- Given instruction 1:
Copy the rows word for word, starting at the first row and ending at the line that contains "17;0;150;48".

- Text to read:
>>>

Mark Gleason: Well, what ends up happening is a hierarchy develops where if the state has let the vacuum there then an underworld develops where you have the king of the beggars meaning for a piece, any employees, some leg breakers, and he will make sure that he decides who stands on one corner, but he gets a piece of every dollar that flows into anybody’s pockets. It is regulated in a strict sense. Now in some ways for better, because if he has some weird person doing weird things to people as they’re walking past, the cops like it sometimes that the king of the beggars takes care of that guy and there’s another guy or girl at that corner next week, right?

Jim Luisi: Replacements.

Mark Gleason: It’s just simply what it is.

Jim Luisi: So, if you and I dressed up as beggars and tried to go into a territory that was lucrative for beggars, we’d get the living daylights beat out of us.

Mark Gleason: Oh, look if I … Forget begging, if I just took my drum set and my guitar and I went to a subway station-

Jim Luisi: That’s for a whole different reason. Have you heard you play?

Mark Gleason: In any city … Yeah, I am pretty bad. The onlookers would be jumping in. If I went to any city in the world, let’s say any city on the country, any major city in the United States, very civilized place, very controlled, police everywhere, law and order, went to a relatively safe, nice area of the train station or whatever, sat down, started playing my tunes with my little hat out there trying to make a few bucks, there would be confrontations. I’ve upset the local order. There’s money flowing at me that should have been flowing to someone else or has been flowing to someone else, and someone else is going to have a problem with that, and that’s just the way of the world. As they say in Risky Business with Tom Cruise, you never mess with another man’s livelihood, particularly if I’m there for a lark, someone else is there to get paid and feed their family or fed themselves.

Jim Luisi: So, let’s go back to political correctness for a moment and look how George Carlin views this because he tends to be able to cut through nonsense when he looks at things. He says guilty white liberals, they’re designed to restrict language, restrict rigid rules. Their tools are shame, and basically it’s tyranny with manners and actually it was his line that I so eagerly stole, when Jesus healed the crippled, he didn’t send the gage in rehabilitative strategies to improve the conditions of the physically disadvantaged, and when you look at the attack say that’s on Christmas where you’re not allowed to say Merry Christmas because it might offend people, I mean, gee whiz, when I say Merry Christmas to somebody, they say, thank you, Merry Christmas to you too. They want to-

Mark Gleason: And you’re not an overtly religious person.

<<<

- Items:
>>>

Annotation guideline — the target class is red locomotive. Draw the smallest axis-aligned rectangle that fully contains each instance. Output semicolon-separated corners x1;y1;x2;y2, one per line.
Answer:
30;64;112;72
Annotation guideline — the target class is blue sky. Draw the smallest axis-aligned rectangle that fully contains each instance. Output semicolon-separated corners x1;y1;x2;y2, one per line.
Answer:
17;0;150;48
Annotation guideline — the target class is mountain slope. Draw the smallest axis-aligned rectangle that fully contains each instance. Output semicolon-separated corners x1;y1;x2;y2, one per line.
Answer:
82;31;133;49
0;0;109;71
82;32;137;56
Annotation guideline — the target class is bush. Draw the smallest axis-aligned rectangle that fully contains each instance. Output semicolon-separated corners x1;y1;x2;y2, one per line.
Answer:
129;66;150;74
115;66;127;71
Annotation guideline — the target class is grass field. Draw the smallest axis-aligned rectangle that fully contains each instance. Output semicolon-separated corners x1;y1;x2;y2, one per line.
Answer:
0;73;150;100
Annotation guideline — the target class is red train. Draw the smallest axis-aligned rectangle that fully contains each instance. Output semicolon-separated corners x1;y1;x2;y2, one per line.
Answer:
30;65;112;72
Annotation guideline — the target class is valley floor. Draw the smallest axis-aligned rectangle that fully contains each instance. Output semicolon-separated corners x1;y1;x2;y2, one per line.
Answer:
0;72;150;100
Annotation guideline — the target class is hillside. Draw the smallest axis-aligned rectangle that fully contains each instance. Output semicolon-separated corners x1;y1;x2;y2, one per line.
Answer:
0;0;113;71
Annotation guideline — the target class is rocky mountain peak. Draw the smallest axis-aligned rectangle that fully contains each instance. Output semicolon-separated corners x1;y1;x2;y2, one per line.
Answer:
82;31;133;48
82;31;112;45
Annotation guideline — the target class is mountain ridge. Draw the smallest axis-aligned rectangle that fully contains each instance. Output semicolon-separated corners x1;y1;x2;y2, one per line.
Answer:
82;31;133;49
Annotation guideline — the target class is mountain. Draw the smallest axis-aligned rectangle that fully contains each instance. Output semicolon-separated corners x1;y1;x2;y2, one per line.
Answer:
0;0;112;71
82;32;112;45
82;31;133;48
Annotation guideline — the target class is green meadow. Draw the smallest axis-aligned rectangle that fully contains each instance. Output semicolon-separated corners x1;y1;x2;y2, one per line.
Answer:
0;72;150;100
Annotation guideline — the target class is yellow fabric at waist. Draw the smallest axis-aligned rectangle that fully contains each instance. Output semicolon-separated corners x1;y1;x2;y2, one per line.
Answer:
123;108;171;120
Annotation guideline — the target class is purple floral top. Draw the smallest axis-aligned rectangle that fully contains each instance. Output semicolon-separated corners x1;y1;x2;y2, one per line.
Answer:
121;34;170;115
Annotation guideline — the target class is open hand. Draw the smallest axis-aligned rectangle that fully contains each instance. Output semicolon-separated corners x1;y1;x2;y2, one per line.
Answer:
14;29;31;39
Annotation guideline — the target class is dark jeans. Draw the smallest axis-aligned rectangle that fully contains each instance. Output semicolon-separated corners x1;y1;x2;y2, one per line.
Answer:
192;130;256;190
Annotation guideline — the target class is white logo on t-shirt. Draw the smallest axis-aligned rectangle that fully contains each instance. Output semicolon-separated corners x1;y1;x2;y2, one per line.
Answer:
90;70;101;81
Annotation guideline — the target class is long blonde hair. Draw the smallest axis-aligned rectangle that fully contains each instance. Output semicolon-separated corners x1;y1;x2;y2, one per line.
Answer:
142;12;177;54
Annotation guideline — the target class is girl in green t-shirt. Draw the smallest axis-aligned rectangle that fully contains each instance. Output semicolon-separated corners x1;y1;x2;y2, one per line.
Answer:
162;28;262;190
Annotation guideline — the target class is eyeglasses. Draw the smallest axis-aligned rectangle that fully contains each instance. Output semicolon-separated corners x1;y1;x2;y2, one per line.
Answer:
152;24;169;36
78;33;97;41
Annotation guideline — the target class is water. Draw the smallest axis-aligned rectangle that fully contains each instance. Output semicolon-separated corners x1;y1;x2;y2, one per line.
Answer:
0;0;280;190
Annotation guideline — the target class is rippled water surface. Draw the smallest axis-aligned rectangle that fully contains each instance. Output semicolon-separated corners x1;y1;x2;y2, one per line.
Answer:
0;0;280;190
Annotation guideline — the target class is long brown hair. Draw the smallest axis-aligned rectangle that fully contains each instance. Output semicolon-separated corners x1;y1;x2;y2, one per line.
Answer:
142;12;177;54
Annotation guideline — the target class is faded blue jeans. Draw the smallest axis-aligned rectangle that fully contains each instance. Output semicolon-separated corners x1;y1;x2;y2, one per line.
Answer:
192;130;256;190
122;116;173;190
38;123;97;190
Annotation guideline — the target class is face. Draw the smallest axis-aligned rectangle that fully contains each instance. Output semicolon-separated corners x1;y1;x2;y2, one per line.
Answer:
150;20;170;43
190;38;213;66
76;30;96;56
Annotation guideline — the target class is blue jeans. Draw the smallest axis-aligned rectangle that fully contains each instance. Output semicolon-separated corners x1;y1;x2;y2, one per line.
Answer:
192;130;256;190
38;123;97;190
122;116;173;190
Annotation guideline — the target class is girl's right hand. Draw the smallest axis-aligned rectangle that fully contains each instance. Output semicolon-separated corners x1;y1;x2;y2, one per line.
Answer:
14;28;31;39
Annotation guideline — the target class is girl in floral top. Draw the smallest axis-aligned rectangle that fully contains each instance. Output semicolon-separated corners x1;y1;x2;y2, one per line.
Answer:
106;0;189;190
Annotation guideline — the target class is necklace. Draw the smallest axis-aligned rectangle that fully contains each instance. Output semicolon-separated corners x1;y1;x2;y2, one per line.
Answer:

<<<

- Given instruction 2:
Summarize the transcript above in three sentences.

- Correct output 1:
Annotation guideline — the target class is red locomotive. Draw the smallest axis-aligned rectangle that fully contains each instance. Output semicolon-separated corners x1;y1;x2;y2, one per line.
Answer:
30;64;112;72
Annotation guideline — the target class is blue sky. Draw the smallest axis-aligned rectangle that fully contains each instance. Output semicolon-separated corners x1;y1;x2;y2, one per line.
Answer:
17;0;150;48

- Correct output 2:
Mark Gleason says that where the state leaves a vacuum, an underworld hierarchy forms around a "king of the beggars" who decides who stands on which corner and takes a piece of every dollar. Gleason adds that even someone playing music for a lark in a safe, well-policed American train station would face confrontations for upsetting the local order, since you never mess with another man's livelihood. Jim Luisi then returns to political correctness and cites George Carlin's description of it as tyranny with manners whose tools are shame.